> _EXERCISE 1_
In the passage on assertive women and Indian masculinity, what term is used for Indian men who live with their wife's family?
> _EXERCISE 2_
Carry on the passage on assertive women and Indian masculinity, picking up after its last paragraph.

> _DOCUMENT PASSAGE_
Assertive women seen as a threat to Indian masculinity
Even in this age, many Indian men can’t take orders from a lady boss especially if she is of the same race. The, ‘nee enna soldrethu, naa enna kekrethu’ attitude stops them from doing an assigned task wholeheartedly.
Also, if the wife of an Indian man earns or is more educated than him, inflated ego gets the better of him. One of my female relative who’s doing PhD was forced into marriage to a guy who is a SPM dropout. He is now so absorbed in inferiority complex, he’s torturing his wife, not letting her study, accusing her of being a vamp so much so, she’s mooting divorce.
If a woman is smart and overshadows her husband in any respect then the husband is deemed henpecked or queen controlled and that woman is called adanga pidari or bajari.
If an Indian man gets his wife sanitary napkins, lets his wife drive while he sits beside her or hold her handbag, he is deemed emasculated , a faggot or a sissy rather than a loving, understanding, supportive better half.
Indian men who live with their wife’s family is called, ‘veetode maapilai’ and are generally considered as a man who has lost his dignity because he is kinda dependent on his wife. Ironically, it’s not shameful to be dependent on wife to clean up the mess he makes, to wash his clothes, to clean his house, to make his food and drinks, to single handedly manage the children which are also his, etc.

> _PROVIDED INFORMATION_
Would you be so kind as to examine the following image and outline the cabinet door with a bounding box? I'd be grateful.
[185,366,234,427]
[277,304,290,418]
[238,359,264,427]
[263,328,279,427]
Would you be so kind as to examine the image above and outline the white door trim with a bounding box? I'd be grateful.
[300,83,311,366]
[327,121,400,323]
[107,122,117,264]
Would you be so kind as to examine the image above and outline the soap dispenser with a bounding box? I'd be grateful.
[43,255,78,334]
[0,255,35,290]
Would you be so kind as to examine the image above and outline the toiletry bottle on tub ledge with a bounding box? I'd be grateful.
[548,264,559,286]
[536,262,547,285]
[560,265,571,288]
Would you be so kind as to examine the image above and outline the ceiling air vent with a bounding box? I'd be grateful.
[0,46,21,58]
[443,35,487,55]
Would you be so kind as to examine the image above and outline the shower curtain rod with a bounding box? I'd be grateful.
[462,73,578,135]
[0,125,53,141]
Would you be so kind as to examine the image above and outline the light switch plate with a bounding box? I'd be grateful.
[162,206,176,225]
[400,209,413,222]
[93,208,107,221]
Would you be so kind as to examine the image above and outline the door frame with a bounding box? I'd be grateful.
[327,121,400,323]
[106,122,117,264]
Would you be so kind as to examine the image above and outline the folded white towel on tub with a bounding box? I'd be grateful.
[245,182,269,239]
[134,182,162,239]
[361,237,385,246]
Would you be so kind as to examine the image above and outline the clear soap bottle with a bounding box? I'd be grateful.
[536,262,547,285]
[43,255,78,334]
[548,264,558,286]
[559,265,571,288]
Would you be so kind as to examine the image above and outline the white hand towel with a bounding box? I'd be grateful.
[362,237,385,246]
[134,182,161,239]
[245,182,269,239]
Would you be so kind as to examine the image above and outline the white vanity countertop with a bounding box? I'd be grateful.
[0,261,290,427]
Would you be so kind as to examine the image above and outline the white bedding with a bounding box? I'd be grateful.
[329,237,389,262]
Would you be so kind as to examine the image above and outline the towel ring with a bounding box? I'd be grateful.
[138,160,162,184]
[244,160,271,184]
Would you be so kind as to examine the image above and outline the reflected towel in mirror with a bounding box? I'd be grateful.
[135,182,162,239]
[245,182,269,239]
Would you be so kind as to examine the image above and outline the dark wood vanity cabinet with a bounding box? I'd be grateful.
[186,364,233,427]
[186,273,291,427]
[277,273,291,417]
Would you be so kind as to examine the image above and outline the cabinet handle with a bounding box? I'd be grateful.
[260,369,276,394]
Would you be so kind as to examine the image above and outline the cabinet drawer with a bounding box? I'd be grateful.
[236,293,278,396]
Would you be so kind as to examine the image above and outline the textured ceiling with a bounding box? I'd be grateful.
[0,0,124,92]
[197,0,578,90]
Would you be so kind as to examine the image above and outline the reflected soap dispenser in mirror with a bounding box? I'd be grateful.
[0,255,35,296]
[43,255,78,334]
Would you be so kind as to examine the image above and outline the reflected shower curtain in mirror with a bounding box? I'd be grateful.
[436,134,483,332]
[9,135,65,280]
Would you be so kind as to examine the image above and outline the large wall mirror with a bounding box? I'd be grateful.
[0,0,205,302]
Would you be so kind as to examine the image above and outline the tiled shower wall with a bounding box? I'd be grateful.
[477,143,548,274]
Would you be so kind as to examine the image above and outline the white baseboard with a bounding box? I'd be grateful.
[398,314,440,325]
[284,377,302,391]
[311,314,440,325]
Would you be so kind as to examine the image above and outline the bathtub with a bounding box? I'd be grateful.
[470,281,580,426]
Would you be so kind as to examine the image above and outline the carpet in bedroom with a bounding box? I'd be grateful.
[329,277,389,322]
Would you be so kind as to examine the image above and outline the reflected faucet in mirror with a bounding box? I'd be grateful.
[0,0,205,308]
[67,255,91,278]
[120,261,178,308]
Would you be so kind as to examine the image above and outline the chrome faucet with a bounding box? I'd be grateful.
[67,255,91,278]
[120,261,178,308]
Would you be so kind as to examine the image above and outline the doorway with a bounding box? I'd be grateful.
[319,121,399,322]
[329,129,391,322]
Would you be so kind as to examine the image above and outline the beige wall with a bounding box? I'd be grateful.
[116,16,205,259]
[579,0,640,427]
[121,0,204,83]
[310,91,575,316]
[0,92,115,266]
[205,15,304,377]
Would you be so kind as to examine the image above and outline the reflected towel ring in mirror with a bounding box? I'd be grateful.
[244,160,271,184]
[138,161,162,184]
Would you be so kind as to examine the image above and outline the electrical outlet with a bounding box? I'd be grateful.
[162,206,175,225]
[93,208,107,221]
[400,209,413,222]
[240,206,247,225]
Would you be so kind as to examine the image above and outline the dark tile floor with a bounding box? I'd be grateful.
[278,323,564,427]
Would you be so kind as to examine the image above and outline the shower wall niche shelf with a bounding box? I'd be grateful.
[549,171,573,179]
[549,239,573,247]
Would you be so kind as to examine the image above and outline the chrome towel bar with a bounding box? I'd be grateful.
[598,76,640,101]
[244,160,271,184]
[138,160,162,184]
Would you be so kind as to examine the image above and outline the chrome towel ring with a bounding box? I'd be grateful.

> _ANSWER SPACE 1_
'Veetode maapilai'

> _ANSWER SPACE 2_
Assertive women or not, being a woman is not easy
When some married Indian males does household chores, they expect praise and the women of the house do grant them praise. Why is a married man lauded for looking after himself and his family at household level? Household chores are deemed as lesser tasks that should not be done by a man but isn’t the man part of the household too? Things are changing but not fast and prevalent enough.
It is not easy being a woman. She has to constantly live under a plethora of stereotype threats. At every stage of her life she is expected to behave like a certain peer of her own age. She has to be dignified, talk softly, behave like a lady (whatever that means and entails) and also bear all the pains of growing up without complaining. She has to be almost perfect for everything she wants to do and still face twice the competition compared to her male counterparts. She is the one who makes adjustments and sacrifices. She is the one who has to endure and still be strong. She is the one who has to hide her tears behind a smile. And then after all this we have a WOMAN who stands tall and takes a stand for her loved ones. The woman of the house is the first to rise in the morning and last to go to bed at night and she though she might not be assertive, she’s certainly in charge. For one moment just imagine if your wife or mother quits her role as a wife or mother. Entire lives would be turned upside down; society would suffer greatly. One’s value would only be felt when the one is no more.
Assertive women and women of authority are not something to be condemned, avoided, ridiculed and be bridled because it is a threat to manhood. Recognize that women, assertive women or women in charge have a mind of their own, capabilities and capacity to excel in male dominated fields and that they have desires that are their own, not meant to be hijacked by patriarchal establishments. Give them the space and opportunity to prove themselves rather than maligning their existence by toeing obsolete Manu laws for women or after watching some dumb Tamil movies.